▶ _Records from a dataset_

○ ○ ○ ○ ○

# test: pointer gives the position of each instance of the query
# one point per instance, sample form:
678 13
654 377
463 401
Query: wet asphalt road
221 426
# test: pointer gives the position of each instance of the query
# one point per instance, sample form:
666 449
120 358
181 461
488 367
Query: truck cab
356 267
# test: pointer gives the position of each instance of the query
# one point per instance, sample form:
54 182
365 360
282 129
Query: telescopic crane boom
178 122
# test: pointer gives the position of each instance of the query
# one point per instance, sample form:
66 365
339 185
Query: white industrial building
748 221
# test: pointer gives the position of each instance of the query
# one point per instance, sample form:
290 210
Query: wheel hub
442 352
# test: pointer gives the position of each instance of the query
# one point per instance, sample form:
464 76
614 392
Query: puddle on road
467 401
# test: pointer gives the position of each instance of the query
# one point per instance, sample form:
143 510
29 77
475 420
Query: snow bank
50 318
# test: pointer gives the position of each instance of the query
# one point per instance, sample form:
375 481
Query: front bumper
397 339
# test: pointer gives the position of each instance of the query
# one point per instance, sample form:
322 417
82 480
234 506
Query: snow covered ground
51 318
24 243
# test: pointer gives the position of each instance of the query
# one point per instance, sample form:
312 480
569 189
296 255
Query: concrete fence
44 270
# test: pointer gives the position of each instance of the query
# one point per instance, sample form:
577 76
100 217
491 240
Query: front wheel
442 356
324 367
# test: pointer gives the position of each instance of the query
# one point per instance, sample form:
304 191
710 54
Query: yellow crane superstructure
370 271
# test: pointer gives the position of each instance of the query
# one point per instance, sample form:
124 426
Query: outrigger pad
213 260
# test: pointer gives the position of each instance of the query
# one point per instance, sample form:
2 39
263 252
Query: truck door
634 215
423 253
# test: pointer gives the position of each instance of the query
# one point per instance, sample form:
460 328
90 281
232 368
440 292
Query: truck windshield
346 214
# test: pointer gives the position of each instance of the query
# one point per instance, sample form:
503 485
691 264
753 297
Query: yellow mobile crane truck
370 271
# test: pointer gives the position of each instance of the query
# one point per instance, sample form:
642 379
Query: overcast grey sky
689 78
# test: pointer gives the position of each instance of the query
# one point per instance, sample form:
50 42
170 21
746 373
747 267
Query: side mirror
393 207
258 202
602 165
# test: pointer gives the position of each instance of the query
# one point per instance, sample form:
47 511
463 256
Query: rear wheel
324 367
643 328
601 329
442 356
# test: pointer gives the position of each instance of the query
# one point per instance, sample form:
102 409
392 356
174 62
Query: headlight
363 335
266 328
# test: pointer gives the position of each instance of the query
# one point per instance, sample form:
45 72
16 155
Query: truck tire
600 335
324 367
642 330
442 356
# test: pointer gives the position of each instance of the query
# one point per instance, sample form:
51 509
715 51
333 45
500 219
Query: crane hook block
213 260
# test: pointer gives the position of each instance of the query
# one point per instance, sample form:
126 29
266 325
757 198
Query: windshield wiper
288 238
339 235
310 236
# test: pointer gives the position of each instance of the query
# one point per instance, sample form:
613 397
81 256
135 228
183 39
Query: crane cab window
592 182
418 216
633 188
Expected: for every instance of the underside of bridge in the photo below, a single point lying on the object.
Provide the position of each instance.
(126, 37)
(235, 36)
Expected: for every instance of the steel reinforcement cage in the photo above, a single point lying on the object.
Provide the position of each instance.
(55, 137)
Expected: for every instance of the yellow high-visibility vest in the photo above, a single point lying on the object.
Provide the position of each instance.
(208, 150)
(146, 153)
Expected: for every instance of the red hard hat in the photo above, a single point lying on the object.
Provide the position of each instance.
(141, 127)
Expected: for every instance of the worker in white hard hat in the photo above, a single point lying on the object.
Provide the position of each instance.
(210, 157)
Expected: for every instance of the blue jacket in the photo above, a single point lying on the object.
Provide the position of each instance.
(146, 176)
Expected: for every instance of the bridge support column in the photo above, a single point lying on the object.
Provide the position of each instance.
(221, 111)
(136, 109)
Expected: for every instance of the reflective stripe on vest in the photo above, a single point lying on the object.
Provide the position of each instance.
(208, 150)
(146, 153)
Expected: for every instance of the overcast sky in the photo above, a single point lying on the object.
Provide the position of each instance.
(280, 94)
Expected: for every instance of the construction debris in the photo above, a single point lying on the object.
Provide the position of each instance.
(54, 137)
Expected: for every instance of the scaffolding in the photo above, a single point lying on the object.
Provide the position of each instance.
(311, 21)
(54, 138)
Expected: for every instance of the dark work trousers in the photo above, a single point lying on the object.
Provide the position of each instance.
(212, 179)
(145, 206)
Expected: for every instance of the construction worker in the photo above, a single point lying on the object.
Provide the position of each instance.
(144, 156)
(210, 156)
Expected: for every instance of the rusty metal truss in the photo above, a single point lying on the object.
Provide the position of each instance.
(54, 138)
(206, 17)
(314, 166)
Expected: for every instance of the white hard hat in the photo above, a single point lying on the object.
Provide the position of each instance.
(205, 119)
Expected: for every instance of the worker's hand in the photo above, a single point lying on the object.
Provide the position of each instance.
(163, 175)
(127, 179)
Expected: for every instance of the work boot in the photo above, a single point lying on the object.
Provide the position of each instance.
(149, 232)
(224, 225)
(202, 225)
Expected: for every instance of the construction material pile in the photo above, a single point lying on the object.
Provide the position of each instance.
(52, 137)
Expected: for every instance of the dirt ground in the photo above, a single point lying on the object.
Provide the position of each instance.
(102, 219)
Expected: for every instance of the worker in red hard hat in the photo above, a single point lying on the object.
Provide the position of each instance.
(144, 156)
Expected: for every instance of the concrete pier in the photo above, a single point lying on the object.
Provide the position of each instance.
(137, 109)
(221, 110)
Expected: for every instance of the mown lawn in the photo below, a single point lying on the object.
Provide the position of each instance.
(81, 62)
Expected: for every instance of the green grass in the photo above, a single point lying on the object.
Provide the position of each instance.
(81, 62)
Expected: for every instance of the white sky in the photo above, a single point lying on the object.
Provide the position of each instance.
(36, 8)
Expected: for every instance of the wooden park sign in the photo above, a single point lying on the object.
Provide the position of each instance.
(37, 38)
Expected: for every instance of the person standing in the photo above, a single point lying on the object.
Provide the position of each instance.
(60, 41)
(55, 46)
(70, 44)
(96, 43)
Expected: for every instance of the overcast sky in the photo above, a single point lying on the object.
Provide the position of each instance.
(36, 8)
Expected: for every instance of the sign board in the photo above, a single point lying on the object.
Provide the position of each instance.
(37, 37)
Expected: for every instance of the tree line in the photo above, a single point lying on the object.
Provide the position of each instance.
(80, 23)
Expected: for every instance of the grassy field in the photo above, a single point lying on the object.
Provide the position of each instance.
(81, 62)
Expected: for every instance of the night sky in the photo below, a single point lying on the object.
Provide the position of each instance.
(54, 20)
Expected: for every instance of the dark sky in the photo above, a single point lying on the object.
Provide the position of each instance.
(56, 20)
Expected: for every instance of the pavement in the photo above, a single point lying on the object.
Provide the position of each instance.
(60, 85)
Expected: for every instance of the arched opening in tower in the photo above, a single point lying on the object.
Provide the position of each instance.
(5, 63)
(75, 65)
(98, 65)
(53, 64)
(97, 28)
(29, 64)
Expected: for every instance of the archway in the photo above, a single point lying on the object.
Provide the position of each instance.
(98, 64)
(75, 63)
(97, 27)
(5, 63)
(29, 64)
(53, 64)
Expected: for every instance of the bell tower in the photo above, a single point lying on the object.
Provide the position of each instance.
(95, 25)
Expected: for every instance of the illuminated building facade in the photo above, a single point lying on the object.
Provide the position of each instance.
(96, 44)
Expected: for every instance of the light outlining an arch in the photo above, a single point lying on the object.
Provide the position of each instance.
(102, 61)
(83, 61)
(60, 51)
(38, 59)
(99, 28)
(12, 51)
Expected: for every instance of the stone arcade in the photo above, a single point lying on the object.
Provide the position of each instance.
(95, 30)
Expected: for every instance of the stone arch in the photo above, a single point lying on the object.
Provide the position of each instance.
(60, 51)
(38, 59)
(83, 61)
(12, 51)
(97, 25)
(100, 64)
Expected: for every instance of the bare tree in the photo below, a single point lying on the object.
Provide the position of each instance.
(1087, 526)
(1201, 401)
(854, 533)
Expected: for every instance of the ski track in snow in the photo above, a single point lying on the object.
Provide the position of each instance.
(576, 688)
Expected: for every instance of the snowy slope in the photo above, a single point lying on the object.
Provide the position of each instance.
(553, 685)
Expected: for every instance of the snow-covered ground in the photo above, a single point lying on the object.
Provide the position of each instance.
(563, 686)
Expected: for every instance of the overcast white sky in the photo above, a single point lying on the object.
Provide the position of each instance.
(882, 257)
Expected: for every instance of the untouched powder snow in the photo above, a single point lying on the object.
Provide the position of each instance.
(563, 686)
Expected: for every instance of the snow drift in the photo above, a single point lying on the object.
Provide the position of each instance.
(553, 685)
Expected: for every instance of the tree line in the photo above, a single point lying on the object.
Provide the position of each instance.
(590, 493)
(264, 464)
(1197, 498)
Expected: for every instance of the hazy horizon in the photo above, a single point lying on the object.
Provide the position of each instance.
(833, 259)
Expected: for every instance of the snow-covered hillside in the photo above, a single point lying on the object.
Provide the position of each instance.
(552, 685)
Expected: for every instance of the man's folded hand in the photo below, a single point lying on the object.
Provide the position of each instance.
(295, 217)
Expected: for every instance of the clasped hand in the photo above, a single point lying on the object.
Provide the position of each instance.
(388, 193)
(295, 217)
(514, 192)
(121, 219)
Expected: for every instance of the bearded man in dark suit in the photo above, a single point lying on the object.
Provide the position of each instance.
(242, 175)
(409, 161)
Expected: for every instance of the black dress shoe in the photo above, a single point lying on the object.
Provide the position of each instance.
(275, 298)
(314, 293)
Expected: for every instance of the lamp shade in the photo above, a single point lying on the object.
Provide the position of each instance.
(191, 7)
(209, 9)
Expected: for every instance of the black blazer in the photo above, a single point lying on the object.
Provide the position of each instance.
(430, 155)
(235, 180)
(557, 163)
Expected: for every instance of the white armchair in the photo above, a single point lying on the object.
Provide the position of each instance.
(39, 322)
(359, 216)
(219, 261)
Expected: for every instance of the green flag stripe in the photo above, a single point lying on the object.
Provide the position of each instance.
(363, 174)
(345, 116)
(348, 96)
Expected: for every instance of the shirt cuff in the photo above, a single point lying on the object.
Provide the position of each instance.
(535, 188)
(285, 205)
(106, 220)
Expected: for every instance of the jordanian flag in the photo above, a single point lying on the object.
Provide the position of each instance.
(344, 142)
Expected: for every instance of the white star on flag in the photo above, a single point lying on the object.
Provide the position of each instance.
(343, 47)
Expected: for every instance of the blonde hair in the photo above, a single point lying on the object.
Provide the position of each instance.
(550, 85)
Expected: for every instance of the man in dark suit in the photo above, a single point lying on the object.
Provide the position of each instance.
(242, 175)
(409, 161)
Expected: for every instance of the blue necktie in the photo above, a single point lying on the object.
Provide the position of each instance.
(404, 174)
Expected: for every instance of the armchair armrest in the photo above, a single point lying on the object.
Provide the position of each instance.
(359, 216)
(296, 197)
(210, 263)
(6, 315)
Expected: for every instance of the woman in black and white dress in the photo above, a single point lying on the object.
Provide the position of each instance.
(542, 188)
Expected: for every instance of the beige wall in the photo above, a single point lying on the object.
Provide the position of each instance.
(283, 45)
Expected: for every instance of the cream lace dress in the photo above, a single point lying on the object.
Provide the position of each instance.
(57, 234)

○ ○ ○ ○ ○

Pull out all lines in the data above that include "flag".

▶ _Response to the task_
Expected: for every instance of the green flag stripe in the photo above, a single point lying on the object.
Expected: for every instance of the jordanian flag in the photo above, a single point lying on the object.
Expected: for every instance of the white star on flag in the photo above, a single point lying on the object.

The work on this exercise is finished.